Provided data -
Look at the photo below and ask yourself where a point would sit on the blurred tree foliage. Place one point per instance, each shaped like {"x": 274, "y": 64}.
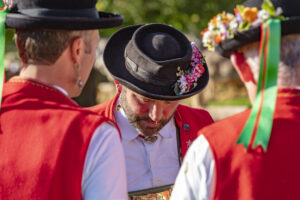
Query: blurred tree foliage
{"x": 189, "y": 16}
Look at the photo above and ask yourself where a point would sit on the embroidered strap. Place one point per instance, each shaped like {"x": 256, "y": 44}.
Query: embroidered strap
{"x": 259, "y": 125}
{"x": 163, "y": 192}
{"x": 3, "y": 12}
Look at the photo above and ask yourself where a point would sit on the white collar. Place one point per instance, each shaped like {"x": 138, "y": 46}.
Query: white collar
{"x": 130, "y": 133}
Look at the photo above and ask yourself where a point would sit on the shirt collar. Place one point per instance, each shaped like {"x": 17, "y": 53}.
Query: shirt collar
{"x": 130, "y": 133}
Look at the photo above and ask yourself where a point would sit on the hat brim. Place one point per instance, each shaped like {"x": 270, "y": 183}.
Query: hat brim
{"x": 227, "y": 47}
{"x": 22, "y": 21}
{"x": 115, "y": 63}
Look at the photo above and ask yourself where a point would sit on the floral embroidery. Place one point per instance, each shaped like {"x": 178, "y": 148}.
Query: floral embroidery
{"x": 225, "y": 25}
{"x": 187, "y": 80}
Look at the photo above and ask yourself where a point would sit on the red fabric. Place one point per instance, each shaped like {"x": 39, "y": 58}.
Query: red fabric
{"x": 254, "y": 174}
{"x": 193, "y": 117}
{"x": 44, "y": 138}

Action item - The expected answer is a copy of each line in the listing above that contains "shaped".

Response to this task -
Look at the photo below and ask yourself where a point would sit on the blurred tree foliage. Place one point per instance, each shaped like {"x": 274, "y": 64}.
Look at the photo above and ask yourself where a point would sit on the embroidered strap. Place one point per instance, each shaped like {"x": 256, "y": 44}.
Look at the photo above and ask yourself where a point would sit on the white collar. Place one point per instance, each shaped like {"x": 138, "y": 46}.
Look at the photo above and ask yourself where a point would sit on the shirt collar. Place one point per instance, each shaped like {"x": 17, "y": 53}.
Look at the photo above and ask yourself where a point would sit on the hat brim. Place one point per instance, each shaped like {"x": 270, "y": 183}.
Look at the photo above and ask yourself where a point would sit on the floral embroidery. Place one point per instance, each shaped like {"x": 178, "y": 148}.
Look at the photo above and ask yourself where a point would sit on the red fabric. Place one point per instance, each shaped like {"x": 39, "y": 58}.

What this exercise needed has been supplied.